**** PROVIDED DATA

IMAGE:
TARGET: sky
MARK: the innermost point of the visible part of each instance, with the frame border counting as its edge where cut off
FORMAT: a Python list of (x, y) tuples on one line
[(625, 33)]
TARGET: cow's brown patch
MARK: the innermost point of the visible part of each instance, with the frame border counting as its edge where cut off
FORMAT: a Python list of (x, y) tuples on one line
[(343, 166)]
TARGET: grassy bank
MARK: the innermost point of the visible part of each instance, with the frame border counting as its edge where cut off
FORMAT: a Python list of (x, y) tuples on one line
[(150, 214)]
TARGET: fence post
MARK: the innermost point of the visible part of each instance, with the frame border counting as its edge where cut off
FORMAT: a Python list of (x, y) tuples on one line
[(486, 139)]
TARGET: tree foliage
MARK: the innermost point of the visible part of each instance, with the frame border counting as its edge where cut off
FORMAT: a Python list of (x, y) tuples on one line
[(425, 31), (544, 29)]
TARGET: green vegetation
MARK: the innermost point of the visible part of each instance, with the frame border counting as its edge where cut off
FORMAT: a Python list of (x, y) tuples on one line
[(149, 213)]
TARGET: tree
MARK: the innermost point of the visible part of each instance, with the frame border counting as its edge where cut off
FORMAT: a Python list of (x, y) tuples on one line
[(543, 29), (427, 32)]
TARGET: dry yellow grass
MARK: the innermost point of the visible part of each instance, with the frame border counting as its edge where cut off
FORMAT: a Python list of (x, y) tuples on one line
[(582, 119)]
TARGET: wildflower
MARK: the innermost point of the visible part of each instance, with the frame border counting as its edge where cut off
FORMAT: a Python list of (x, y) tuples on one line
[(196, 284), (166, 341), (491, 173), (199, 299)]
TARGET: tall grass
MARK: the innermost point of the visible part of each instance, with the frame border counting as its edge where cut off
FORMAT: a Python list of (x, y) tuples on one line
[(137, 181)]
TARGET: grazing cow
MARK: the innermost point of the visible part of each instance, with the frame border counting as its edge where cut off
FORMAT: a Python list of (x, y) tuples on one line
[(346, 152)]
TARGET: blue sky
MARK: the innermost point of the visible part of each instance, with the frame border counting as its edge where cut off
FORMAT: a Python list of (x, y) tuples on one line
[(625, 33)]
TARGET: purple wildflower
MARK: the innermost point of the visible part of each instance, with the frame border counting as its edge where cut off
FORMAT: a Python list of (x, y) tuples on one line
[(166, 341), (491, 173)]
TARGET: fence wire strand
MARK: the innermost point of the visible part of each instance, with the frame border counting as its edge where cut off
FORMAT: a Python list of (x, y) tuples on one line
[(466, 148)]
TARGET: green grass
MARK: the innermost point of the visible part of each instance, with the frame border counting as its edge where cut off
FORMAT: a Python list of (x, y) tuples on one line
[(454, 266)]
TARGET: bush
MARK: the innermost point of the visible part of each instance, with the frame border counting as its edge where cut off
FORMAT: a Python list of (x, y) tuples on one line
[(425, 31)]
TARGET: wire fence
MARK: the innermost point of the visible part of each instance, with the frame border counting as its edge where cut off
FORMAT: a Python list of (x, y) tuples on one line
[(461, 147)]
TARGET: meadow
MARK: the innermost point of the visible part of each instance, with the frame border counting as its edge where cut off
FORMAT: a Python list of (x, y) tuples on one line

********

PROBLEM: Give back each line above exactly as written.

EXPECTED ANSWER:
IMAGE:
TARGET: sky
MARK: the innermost point of the visible part of each instance, with the frame border counting as its edge where cut off
FORMAT: a Python list of (x, y) tuples on one line
[(625, 33)]
TARGET: cow's brown patch
MARK: the innermost point of the visible part of each instance, with the frame border counting as its edge where cut off
FORMAT: a Python list of (x, y) tuples on one line
[(343, 166)]
TARGET: grassy bank
MARK: the innermost point of the visible part of each instance, with the frame border counting as its edge where cut off
FORMAT: a Python list of (x, y) tuples on one line
[(150, 214)]
TARGET: fence post
MARK: the innermost point of the visible part of each instance, with the frame border counting as its edge where cut off
FORMAT: a Python list of (x, y) tuples on one line
[(486, 139)]
TARGET: tree foliage
MARK: the innermost point of the visible part of each instance, with the frame border counting as its edge where cut off
FORMAT: a Python list of (x, y) tuples on one line
[(425, 31), (544, 29)]
TARGET: green vegetation
MARK: the innermost point of the visible part of each instance, with the frame border counting as its edge where cut off
FORMAT: a Python list of (x, y) tuples on one line
[(149, 213)]
TARGET: tree
MARK: the innermost point of the visible part of each instance, with the frame border counting as its edge where cut off
FORMAT: a Python list of (x, y) tuples on one line
[(543, 29), (427, 32)]
TARGET: dry yellow grass
MARK: the innermost point of the visible part of each instance, with the frame border counting as its edge where cut off
FORMAT: a Python list of (x, y) tuples on one line
[(582, 119)]
TARGET: wildflower
MARK: the innermost point of the visible part of each instance, with the frame border counting as its edge where cut off
FORMAT: a Python list of (x, y) tuples on one line
[(196, 284), (166, 341), (491, 173), (199, 299)]
TARGET: tall grass
MARK: the innermost point of the visible part of each instance, with the frame border counting as its edge where cut off
FORMAT: a Python list of (x, y) tuples on one line
[(137, 181)]
TARGET: grazing cow
MARK: the innermost point of the visible part of each instance, with the frame border counting as its edge where cut off
FORMAT: a Python list of (x, y) tuples on one line
[(346, 152)]
TARGET: blue sky
MARK: the innermost point of the visible part of each instance, with the frame border counting as its edge where cut off
FORMAT: a Python list of (x, y) tuples on one line
[(625, 33)]
TARGET: purple wildflower
MARK: the innermost point of the visible part of each instance, with the frame border counting as its edge where cut off
FORMAT: a Python list of (x, y) tuples on one line
[(166, 341), (491, 173)]
TARGET: fence wire strand
MARK: the innermost point of the visible part of each instance, with the frame border counting as its edge where cut off
FORMAT: a Python list of (x, y) tuples on one line
[(466, 148)]
TARGET: green grass
MARK: the innermost point of the visible part of each instance, with the frame border counting as its edge where cut off
FORMAT: a Python list of (x, y) tuples on one line
[(454, 266)]
TARGET: bush
MARK: the innermost point of the visible part of each instance, with the frame border counting as its edge where cut off
FORMAT: a Python list of (x, y) tuples on one line
[(425, 31)]
TARGET: wire fence
MARK: the innermost point of the visible part of each instance, with the frame border counting as its edge where cut off
FORMAT: a Python list of (x, y) tuples on one line
[(461, 147)]
TARGET: meadow
MARK: the innermost point of the visible part of each instance, with the frame border counting as its edge where cut off
FORMAT: a Python list of (x, y) tuples on one line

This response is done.